Named-object pointing records:
▽

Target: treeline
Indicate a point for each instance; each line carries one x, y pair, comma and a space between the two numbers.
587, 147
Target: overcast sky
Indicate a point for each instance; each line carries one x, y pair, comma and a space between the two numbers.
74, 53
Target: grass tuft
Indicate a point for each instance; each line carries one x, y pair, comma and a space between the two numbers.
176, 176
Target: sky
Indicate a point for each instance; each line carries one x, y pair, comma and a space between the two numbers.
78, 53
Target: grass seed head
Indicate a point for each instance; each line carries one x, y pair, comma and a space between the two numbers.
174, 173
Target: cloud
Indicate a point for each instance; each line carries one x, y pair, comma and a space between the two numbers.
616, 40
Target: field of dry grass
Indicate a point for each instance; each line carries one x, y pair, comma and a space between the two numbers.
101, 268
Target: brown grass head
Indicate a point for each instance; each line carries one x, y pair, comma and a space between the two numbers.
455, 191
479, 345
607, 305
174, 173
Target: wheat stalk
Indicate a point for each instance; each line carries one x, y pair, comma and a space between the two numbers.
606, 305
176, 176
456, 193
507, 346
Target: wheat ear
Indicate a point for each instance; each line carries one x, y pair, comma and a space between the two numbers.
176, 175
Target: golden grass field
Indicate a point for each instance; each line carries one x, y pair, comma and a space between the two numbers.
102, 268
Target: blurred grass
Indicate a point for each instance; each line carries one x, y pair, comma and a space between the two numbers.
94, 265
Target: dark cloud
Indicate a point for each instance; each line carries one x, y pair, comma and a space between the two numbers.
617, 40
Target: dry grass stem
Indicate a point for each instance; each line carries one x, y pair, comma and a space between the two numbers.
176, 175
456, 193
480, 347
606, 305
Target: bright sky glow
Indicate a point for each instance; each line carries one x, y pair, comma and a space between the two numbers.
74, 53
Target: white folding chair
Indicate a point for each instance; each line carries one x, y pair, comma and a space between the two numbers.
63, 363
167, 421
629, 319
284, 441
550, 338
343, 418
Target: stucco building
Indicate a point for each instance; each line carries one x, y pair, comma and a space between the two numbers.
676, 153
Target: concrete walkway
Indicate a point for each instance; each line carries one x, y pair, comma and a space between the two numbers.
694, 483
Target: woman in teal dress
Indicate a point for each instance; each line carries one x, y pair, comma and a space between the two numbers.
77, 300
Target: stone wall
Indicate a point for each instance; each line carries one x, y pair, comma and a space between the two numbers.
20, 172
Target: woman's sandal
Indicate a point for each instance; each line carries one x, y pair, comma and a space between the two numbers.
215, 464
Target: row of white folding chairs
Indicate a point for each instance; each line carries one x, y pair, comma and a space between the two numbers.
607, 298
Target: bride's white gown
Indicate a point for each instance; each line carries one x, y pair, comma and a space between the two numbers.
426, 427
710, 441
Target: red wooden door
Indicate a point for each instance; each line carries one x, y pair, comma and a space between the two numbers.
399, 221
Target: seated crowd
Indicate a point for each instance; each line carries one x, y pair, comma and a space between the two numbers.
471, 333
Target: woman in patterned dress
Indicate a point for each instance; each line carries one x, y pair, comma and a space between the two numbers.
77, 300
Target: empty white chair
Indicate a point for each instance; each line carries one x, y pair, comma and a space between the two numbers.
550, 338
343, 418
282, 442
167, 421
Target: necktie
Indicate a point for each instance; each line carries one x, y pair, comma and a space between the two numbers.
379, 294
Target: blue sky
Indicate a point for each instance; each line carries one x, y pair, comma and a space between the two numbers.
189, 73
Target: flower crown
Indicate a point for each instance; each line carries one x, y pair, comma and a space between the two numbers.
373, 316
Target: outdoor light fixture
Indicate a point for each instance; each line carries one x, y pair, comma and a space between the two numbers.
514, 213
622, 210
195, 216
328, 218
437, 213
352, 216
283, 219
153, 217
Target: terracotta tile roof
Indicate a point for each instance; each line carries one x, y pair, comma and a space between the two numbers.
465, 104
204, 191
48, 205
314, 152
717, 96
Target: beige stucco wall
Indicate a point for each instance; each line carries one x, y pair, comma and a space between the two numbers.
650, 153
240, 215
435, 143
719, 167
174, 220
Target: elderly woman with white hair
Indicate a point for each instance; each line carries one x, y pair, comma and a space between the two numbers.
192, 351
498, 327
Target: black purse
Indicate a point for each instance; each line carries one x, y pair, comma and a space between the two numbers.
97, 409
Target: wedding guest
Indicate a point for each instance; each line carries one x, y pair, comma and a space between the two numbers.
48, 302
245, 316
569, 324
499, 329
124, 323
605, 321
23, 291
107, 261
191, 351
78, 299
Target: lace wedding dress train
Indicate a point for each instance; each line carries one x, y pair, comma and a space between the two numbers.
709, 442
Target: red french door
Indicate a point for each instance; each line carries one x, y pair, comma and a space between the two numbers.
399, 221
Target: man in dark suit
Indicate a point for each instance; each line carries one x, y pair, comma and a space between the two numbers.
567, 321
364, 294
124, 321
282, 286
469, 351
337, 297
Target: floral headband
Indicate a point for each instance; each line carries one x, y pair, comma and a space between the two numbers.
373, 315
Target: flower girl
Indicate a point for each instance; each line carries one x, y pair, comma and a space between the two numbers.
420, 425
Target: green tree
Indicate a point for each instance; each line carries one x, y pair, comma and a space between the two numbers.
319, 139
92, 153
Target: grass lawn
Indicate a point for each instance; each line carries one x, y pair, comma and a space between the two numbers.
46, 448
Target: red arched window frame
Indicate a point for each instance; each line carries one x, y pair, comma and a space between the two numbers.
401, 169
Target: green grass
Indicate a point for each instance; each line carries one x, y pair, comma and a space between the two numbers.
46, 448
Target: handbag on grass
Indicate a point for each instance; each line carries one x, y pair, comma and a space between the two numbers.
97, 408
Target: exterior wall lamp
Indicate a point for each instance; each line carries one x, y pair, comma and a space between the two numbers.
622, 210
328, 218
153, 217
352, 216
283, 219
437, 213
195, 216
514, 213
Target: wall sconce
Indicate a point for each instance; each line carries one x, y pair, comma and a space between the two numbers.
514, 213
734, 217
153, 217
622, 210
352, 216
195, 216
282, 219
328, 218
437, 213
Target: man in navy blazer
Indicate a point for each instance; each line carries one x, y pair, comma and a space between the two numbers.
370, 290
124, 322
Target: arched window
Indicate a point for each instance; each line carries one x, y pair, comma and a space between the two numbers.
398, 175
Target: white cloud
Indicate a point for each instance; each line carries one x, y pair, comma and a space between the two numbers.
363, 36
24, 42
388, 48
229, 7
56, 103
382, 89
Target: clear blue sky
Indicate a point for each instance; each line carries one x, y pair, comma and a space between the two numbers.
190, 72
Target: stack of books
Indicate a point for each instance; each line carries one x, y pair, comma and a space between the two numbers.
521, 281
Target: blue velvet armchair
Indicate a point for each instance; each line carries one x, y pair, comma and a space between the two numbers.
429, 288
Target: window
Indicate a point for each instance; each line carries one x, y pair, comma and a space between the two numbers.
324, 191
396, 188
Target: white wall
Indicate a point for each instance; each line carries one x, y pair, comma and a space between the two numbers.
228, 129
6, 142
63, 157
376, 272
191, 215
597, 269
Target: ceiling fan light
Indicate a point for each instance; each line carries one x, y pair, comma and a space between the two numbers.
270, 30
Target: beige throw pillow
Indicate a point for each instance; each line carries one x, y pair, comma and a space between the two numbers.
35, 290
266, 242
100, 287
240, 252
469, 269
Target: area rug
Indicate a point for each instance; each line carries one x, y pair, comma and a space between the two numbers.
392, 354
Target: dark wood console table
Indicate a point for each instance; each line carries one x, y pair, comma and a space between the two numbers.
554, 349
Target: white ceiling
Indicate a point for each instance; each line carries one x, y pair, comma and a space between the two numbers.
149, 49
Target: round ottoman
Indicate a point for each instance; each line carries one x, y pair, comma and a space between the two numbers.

△

◆ PROBLEM TO SOLVE
Every line of the records above needs to be given again exactly.

◆ WORKED ANSWER
Target: treeline
Indicate a point for each instance; each line carries one x, y pair, comma and a space between the two numbers.
587, 147
Target: overcast sky
Indicate a point for each instance; each line carries one x, y pair, comma and a space between the two numbers.
74, 53
Target: grass tuft
Indicate a point for each instance; each line carries one x, y pair, comma and a space between the two numbers.
176, 176
Target: sky
Indicate a point for each instance; each line carries one x, y pair, comma and a space between the two numbers.
78, 53
Target: grass seed head
Indicate a point for each instance; each line carries one x, y pair, comma and a space between the two numbers.
174, 173
Target: cloud
Indicate a point for each instance; each line carries one x, y pair, comma and a space between the two numbers.
616, 40
Target: field of dry grass
Indicate a point for each instance; each line carries one x, y pair, comma and a space between the two numbers.
101, 268
Target: brown grass head
Indicate a point for each instance; each line carries one x, y pair, comma and a space between the two numbers.
455, 191
479, 345
607, 305
174, 173
Target: wheat stalk
Indicate a point for each instance; each line carries one x, y pair, comma and a space between the two numbers.
606, 305
176, 176
456, 193
507, 346
Target: wheat ear
Indicate a point for each instance; each line carries one x, y pair, comma and a space between the two numbers.
176, 175
Target: golden grass field
Indicate a point for each instance; each line carries one x, y pair, comma and a space between the two numbers.
102, 268
Target: blurred grass
Indicate a point for each instance; each line carries one x, y pair, comma and a space between the two numbers.
94, 265
Target: dark cloud
Indicate a point for each instance; each line carries one x, y pair, comma and a space between the two numbers.
617, 40
Target: dry grass stem
Indicate a point for each instance; each line carries one x, y pair, comma and a space between the two numbers.
176, 175
456, 193
480, 347
606, 305
Target: bright sky glow
Indicate a point for each instance; each line carries one x, y pair, comma and a space between the two numbers.
74, 53
Target: white folding chair
Indicate a point for each instance; each line carries one x, y pair, comma and a space between the two numbers.
63, 363
167, 421
629, 319
284, 441
550, 338
343, 418
Target: stucco building
Indicate a point for each instance; each line carries one x, y pair, comma and a space between the two numbers.
676, 153
Target: concrete walkway
Indicate a point for each instance; each line carries one x, y pair, comma and a space between the two numbers.
694, 483
Target: woman in teal dress
Indicate a point for each instance; each line carries one x, y pair, comma and a space between the two numbers.
77, 300
Target: stone wall
Indicate a point for each instance; each line carries one x, y pair, comma and a space between the two numbers.
20, 172
Target: woman's sandal
Indicate a point for each instance; each line carries one x, y pair, comma and a space between the two numbers.
215, 464
Target: row of white folding chairs
Indicate a point for each instance; each line carries one x, y pair, comma and a space between the two numbers.
607, 298
Target: bride's white gown
Indicate a point for each instance; each line carries one x, y pair, comma and a space between the two numbers.
426, 427
710, 441
Target: red wooden door
Indicate a point for each instance; each line carries one x, y pair, comma and a space between the two numbers.
399, 221
Target: seated crowd
Indicate a point for each instance; each line carries one x, y pair, comma and a space between the two numbers.
471, 333
Target: woman in patterned dress
Indicate a point for each instance; each line carries one x, y pair, comma and a space between the two numbers.
77, 300
Target: empty white chair
Indicate a point for each instance; each line carries one x, y pair, comma and a space between the two numbers.
550, 338
343, 418
282, 442
167, 421
Target: necktie
Indicate a point for each instance; each line carries one x, y pair, comma and a space between the two numbers.
379, 294
Target: blue sky
Indicate a point for each instance; each line carries one x, y pair, comma and a space between the two numbers.
189, 73
Target: flower crown
Indicate a point for each instance; each line carries one x, y pair, comma and a space between the two numbers.
373, 316
Target: outdoor light fixture
Indicate a point for each instance; each line carries one x, y pair, comma and a space between the two numbers.
514, 213
622, 210
195, 216
328, 218
437, 213
352, 216
283, 219
153, 217
Target: terracotta tile roof
Indicate a point for each instance; each line carries one x, y pair, comma and a space between the two numbers.
465, 104
204, 191
48, 205
314, 152
717, 96
Target: beige stucco wall
Indicate a point for each instance; each line carries one x, y pair, comma and a space between the two numbers.
650, 153
240, 215
435, 143
719, 167
174, 220
Target: elderly woman with white hair
Indicate a point for each instance; each line carries one x, y pair, comma and a space between the two numbers.
192, 351
498, 327
Target: black purse
Indicate a point for each instance; each line carries one x, y pair, comma and a space between the two numbers.
97, 409
Target: wedding guest
Indicate a point for each instance; each line carries one x, y pair, comma and a space between the two numbers.
48, 302
245, 316
569, 324
499, 329
124, 323
605, 321
23, 291
107, 261
191, 351
78, 299
Target: lace wedding dress train
Indicate a point for each instance; each line carries one x, y pair, comma and a space between the two numbers.
709, 442
Target: red french door
Indicate a point for each instance; each line carries one x, y pair, comma and a space between the two numbers.
399, 221
Target: man in dark suit
Indicate a point for each instance; each line carries one x, y pair, comma and a space between the two numbers.
567, 321
364, 294
124, 321
282, 286
469, 351
337, 297
Target: floral headband
Indicate a point for each instance; each line carries one x, y pair, comma and a space between the two numbers.
373, 315
Target: flower girl
Indicate a point for each instance; each line carries one x, y pair, comma and a space between the two numbers.
420, 425
Target: green tree
Indicate a point for each instance; each line carries one x, y pair, comma and a space between the two numbers.
319, 139
92, 153
Target: grass lawn
Indicate a point for each instance; each line carries one x, y pair, comma and a space between the two numbers.
46, 448
Target: red arched window frame
Indicate a point for each instance; each line carries one x, y pair, comma and a space between the two numbers.
401, 169
Target: green grass
Indicate a point for each instance; each line carries one x, y pair, comma and a space between the two numbers.
46, 448
Target: handbag on grass
Indicate a point for each instance; each line carries one x, y pair, comma and a space between the two numbers.
97, 408
Target: exterior wall lamp
Indicate a point for each instance; each line carries one x, y pair, comma and a space between the two numbers.
622, 210
328, 218
153, 217
352, 216
283, 219
437, 213
195, 216
514, 213
Target: wall sconce
Indicate a point for each instance; each line carries one x, y pair, comma and a space between the two numbers.
514, 213
734, 217
153, 217
622, 210
352, 216
195, 216
282, 219
328, 218
437, 213
Target: man in navy blazer
Indicate a point for each instance; each line carries one x, y pair, comma and a space between the two numbers.
370, 290
124, 322
Target: arched window
Indicate a point for each instance; each line carries one x, y pair, comma and a space between the two numbers.
398, 175
Target: white cloud
Indicate a point for each instance; each line carries one x, y pair, comma and a space between the two numbers.
363, 36
24, 42
388, 48
229, 7
56, 103
382, 89
Target: clear blue sky
Indicate a point for each instance; each line carries one x, y pair, comma and a space between the two numbers.
190, 72
Target: stack of books
Indicate a point for each instance; each line carries one x, y pair, comma and a space between the two numbers.
521, 281
Target: blue velvet armchair
Indicate a point for each instance; each line carries one x, y pair, comma and a space between the two numbers.
429, 288
Target: window
Indicate a point for each instance; each line carries one x, y pair, comma and a space between the two numbers.
324, 191
396, 188
Target: white wall
Indicate a point for each instance; each line carries one x, y pair, comma and a space between the two numbers.
228, 129
6, 142
63, 157
376, 272
191, 215
597, 269
Target: ceiling fan light
Indicate a point for each instance; each line carries one x, y pair, comma and a space between the two numbers.
270, 30
Target: beige throw pillow
Indicate a point for each instance; each line carries one x, y pair, comma and a space between the two numbers.
35, 290
266, 242
100, 287
240, 252
469, 269
Target: area rug
Indicate a point for each instance; each line carries one x, y pair, comma and a space between the two numbers.
392, 354
Target: dark wood console table
Indicate a point for each instance; each line carries one x, y pair, comma and a space between the two numbers.
554, 349
Target: white ceiling
Indicate a point for each instance; each line carries one x, y pair, comma and a space between the two numbers.
149, 49
Target: round ottoman
Indicate a point for each instance; each line carries one x, y pair, comma and a space between the two numbers.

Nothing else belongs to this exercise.